Referring expression pointing data:
╔══
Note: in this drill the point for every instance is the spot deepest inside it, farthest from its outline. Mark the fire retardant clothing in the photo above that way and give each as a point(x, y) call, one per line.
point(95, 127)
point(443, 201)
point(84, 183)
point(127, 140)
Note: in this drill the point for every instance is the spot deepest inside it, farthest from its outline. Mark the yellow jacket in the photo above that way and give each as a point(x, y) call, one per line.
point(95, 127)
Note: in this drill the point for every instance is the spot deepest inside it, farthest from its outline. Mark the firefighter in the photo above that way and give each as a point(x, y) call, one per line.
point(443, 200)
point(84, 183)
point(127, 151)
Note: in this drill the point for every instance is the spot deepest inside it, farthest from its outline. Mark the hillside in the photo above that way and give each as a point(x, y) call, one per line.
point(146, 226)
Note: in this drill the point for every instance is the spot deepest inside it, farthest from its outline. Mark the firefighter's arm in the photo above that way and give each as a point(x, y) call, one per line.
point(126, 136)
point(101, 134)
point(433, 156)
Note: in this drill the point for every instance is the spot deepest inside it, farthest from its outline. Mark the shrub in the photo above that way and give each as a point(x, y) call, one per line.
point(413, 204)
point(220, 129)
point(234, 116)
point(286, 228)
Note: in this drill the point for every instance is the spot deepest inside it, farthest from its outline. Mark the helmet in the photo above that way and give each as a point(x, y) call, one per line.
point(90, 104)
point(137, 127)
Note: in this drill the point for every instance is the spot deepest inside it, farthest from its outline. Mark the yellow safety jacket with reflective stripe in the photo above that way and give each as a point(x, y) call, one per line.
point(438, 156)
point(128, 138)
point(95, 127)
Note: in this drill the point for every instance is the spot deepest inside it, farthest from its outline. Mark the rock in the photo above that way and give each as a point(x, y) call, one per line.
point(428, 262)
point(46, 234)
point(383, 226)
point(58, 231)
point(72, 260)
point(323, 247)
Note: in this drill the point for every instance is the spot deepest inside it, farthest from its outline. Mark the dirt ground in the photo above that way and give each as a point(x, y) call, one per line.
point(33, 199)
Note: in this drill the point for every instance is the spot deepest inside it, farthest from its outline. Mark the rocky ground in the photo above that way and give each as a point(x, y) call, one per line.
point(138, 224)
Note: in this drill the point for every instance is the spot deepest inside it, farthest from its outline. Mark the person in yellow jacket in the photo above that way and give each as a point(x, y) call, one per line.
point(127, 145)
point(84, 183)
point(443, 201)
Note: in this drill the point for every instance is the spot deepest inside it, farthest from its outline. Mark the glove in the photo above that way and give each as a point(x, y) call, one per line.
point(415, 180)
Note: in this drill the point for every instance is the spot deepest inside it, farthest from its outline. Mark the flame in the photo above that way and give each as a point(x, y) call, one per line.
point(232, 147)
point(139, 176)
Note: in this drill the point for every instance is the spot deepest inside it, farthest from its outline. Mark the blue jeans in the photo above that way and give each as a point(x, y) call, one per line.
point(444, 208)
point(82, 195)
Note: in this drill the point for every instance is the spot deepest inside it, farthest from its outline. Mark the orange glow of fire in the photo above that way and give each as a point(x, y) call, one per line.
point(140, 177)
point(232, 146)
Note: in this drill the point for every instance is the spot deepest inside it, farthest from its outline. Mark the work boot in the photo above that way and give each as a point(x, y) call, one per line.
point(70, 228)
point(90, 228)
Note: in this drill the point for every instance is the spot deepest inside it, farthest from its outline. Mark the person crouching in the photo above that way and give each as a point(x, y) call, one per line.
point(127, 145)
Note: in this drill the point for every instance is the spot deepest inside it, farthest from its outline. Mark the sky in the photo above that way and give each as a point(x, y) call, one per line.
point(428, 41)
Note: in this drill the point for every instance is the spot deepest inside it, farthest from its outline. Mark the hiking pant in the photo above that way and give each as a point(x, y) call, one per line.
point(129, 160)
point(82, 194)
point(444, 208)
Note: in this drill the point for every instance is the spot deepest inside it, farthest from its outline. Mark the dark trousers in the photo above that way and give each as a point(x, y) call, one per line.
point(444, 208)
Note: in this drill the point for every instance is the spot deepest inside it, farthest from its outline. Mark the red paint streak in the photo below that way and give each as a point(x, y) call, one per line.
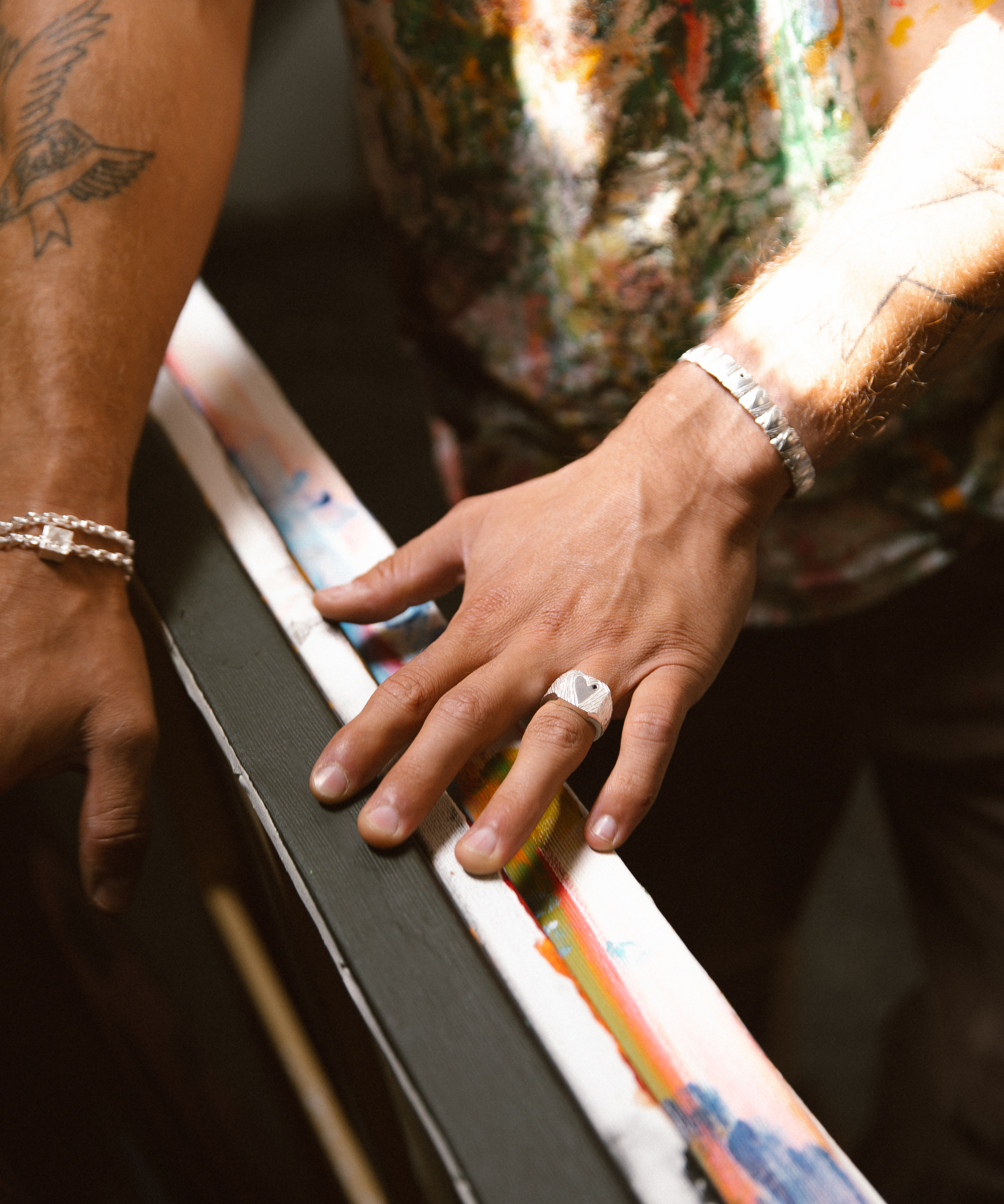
╚══
╔══
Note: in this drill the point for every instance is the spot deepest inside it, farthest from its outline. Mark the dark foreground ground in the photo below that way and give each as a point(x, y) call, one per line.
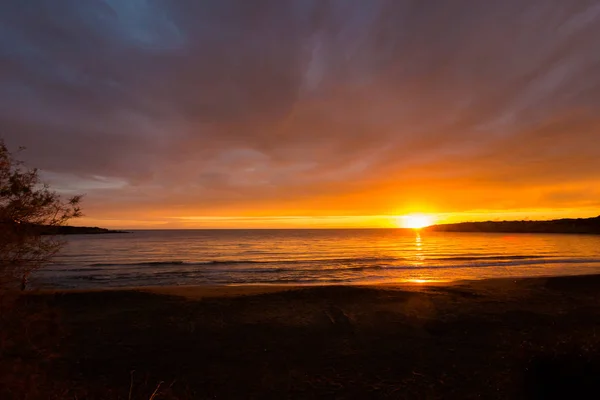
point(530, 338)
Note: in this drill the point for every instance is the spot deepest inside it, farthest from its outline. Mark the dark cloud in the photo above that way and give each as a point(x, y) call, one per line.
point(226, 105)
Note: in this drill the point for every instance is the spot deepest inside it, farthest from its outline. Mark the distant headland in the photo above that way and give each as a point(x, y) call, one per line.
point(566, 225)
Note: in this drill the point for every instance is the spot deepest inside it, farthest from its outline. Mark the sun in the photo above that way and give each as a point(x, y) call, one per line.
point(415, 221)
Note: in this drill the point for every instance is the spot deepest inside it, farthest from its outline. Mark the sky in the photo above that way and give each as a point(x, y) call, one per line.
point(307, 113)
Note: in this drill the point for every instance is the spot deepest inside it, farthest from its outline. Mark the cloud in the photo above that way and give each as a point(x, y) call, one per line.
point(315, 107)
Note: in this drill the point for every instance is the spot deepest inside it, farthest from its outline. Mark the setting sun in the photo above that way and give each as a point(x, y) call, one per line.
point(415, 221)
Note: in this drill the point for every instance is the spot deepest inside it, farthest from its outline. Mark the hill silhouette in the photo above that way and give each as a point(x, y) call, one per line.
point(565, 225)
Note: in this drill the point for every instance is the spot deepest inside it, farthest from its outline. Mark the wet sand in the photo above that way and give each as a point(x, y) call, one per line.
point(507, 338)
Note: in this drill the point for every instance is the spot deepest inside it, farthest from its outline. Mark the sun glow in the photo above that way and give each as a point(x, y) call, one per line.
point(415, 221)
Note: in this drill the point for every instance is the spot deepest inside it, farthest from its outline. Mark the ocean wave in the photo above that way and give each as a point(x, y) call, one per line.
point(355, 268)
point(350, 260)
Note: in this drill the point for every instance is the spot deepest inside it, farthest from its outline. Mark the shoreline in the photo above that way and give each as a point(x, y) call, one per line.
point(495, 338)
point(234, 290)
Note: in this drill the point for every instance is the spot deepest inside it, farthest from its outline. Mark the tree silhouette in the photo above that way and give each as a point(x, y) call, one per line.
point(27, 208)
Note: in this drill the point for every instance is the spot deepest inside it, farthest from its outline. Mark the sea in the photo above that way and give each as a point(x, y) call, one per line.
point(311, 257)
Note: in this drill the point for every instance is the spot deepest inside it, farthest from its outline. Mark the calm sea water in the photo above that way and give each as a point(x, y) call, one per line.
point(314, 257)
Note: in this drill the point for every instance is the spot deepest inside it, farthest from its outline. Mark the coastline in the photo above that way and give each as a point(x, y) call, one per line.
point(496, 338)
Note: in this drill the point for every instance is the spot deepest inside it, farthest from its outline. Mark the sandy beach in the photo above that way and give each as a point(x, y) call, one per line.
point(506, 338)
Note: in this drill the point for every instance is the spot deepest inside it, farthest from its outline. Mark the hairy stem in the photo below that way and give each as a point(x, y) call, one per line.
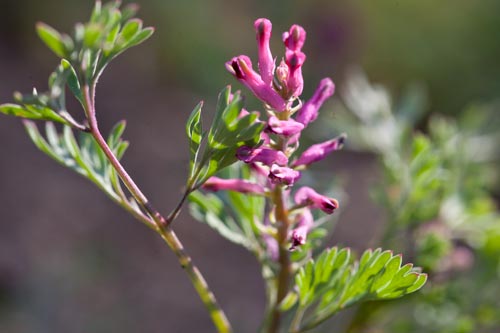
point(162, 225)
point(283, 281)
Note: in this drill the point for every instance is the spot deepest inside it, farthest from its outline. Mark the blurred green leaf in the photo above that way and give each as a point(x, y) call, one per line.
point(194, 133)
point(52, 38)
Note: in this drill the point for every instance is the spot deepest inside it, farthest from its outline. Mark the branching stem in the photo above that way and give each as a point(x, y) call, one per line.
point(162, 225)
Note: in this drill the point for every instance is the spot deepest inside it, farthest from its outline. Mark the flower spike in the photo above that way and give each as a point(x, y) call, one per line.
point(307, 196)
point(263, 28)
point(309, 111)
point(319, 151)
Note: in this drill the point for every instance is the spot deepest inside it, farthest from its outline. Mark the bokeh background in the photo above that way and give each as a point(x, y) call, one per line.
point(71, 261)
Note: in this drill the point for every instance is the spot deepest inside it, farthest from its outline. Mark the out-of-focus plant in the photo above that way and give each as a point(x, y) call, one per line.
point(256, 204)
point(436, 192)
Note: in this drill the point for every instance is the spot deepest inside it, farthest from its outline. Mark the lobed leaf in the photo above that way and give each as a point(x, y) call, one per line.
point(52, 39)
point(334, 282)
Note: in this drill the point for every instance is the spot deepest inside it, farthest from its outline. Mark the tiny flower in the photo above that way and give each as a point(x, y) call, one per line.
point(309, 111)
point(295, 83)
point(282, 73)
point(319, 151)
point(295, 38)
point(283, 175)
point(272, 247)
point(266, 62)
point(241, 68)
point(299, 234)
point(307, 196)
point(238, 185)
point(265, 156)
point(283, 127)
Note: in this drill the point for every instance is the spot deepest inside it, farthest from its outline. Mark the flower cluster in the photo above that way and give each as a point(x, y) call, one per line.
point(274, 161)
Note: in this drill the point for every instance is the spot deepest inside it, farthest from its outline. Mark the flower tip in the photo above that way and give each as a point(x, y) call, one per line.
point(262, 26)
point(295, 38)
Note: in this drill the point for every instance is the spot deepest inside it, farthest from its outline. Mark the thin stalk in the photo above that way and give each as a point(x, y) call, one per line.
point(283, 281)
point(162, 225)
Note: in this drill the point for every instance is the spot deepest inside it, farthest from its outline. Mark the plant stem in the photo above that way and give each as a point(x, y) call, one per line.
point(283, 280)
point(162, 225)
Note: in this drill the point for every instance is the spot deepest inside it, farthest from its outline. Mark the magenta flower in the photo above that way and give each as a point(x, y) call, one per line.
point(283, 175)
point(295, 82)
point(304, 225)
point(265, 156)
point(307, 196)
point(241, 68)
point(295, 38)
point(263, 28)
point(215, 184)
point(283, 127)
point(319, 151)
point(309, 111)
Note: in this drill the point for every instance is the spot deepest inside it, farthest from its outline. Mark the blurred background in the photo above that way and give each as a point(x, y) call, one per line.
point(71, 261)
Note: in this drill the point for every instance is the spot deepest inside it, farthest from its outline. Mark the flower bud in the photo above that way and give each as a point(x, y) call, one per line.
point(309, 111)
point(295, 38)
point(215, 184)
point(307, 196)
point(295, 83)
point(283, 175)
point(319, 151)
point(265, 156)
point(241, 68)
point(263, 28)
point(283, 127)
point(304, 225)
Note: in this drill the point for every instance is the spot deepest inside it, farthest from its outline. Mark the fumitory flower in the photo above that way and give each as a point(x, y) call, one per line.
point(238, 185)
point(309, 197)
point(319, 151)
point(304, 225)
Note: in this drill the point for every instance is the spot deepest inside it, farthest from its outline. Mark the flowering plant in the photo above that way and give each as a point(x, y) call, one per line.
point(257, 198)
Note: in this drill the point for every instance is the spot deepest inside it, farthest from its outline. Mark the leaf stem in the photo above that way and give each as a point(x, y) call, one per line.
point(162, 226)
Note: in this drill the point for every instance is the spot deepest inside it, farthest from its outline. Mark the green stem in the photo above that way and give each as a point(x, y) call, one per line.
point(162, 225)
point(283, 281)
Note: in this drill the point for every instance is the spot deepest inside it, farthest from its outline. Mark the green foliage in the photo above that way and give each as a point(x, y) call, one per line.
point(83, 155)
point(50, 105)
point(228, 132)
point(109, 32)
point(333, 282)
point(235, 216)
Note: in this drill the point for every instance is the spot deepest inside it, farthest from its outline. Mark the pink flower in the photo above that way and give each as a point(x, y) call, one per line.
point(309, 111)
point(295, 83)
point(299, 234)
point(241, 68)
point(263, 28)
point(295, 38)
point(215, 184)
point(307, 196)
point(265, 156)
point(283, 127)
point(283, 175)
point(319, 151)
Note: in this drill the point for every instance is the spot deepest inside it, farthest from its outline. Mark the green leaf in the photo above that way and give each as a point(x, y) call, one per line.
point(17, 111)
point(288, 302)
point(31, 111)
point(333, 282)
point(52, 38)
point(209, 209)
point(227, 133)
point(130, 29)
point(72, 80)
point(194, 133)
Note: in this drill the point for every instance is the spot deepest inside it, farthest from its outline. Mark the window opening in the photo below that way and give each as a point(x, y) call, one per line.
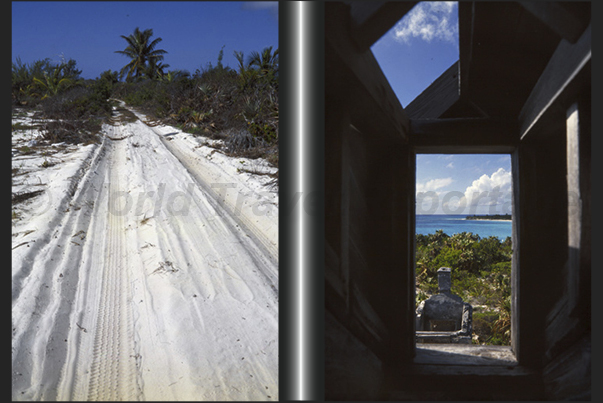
╚══
• **WHAT TO DO**
With the first line being the one containing "Mark the work" and the last line the one containing "Mark the red", transcribe exactly the lines above that fall in that range.

• **ANSWER BOX**
Note: in this drill the point for every instance is the spot deepest inside it, farthest from its outline. Mark the work boot in the photo above that way and give each as a point(x, y) call, one per line.
point(70, 228)
point(90, 228)
Note: in this drill the point for every instance is the spot deepest inside it, farthest from its outline. Mark the person crouching in the photo above that way and give each as a point(x, y) call, one per line.
point(127, 145)
Note: in this drill the point for every instance is the spot deepest inside it, farthest from its outline. Mark the sky in the photo above that way and give each as a point(x, y) call, one per line.
point(428, 41)
Note: in this drill the point for every instance is the spot deepest inside it, farthest from its outline. Mark the hiking pant in the photo above that way and give each as a point(x, y) call, one per line.
point(129, 160)
point(82, 194)
point(444, 208)
Note: in this drill the point for every instance is the spot deepest inside it, farthest from its outline. Mark the dark trousers in the photo above that way and give each as a point(x, y) call, one per line.
point(444, 208)
Note: in this drill the point for every instance is the spot deepest inside it, farthest from its outline. Mark the red paint streak in the photo below that way and give each as a point(x, y) call, one per line.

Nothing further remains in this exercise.